Start of Excerpt
And it gets bigger. When you add in all the IT equipment, servers, chips, and hardware needed to make these data centers work, we’re looking at another $1 trillion to $2 trillion in spending. The total real estate value being created? About $1.2 trillion.
To put that in perspective, that’s more money than the entire GDP of most countries. This isn’t just a trend. This is a fundamental reshaping of how technology infrastructure works.
What’s Driving All This Spending?
Here’s some of what’s happening behind the scenes. Or, BTS as the kids would say lol. AI workloads, which is just the fancy talk for “the actual computing work AI systems do,” currently take up about 25% of data center capacity. But industry experts project that number could hit 50% by 2030. That’s only six years away. It’s gonna come quick!
If we think about what that means, half of all the computing power in these massive data centers could be dedicated just to AI. That’s a ginormous shift, and it’s why companies are racing to build that capacity right now. Nobody wants to be left behind, right?
The sector is expected to grow at about 14% per year through 2030. For comparison, that’s way faster than any of the more traditional industries. And right now, these facilities are operating at about 97% occupancy, meaning they’re pretty much maxed out. About 77% of the new construction is already spoken for. This is happening even before the buildings are even finished. So, on paper, those numbers look pretty healthy.
End of Excerpt
#### Tasks to perform
(1) In the data center excerpt, what share of data center capacity do AI workloads take up now?
(2) Copy the data center excerpt from the words "And it gets" through "All This Spending?", changing each "data centers" to "server farms".
You won't need the material.
Start of Stored data
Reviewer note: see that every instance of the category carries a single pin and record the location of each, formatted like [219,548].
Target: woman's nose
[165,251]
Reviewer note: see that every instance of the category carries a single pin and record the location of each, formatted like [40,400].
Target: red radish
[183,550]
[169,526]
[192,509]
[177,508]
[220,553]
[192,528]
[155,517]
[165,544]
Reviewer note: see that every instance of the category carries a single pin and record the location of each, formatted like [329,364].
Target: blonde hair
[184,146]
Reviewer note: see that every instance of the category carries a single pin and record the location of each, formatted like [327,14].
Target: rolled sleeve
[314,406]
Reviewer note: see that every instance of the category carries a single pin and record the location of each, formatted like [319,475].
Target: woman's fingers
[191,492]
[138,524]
End of Stored data
#### Task-by-task answers
(1) About 25%.

(2)
And it gets bigger. When you add in all the IT equipment, servers, chips, and hardware needed to make these server farms work, we’re looking at another $1 trillion to $2 trillion in spending. The total real estate value being created? About $1.2 trillion.
To put that in perspective, that’s more money than the entire GDP of most countries. This isn’t just a trend. This is a fundamental reshaping of how technology infrastructure works.
What’s Driving All This Spending?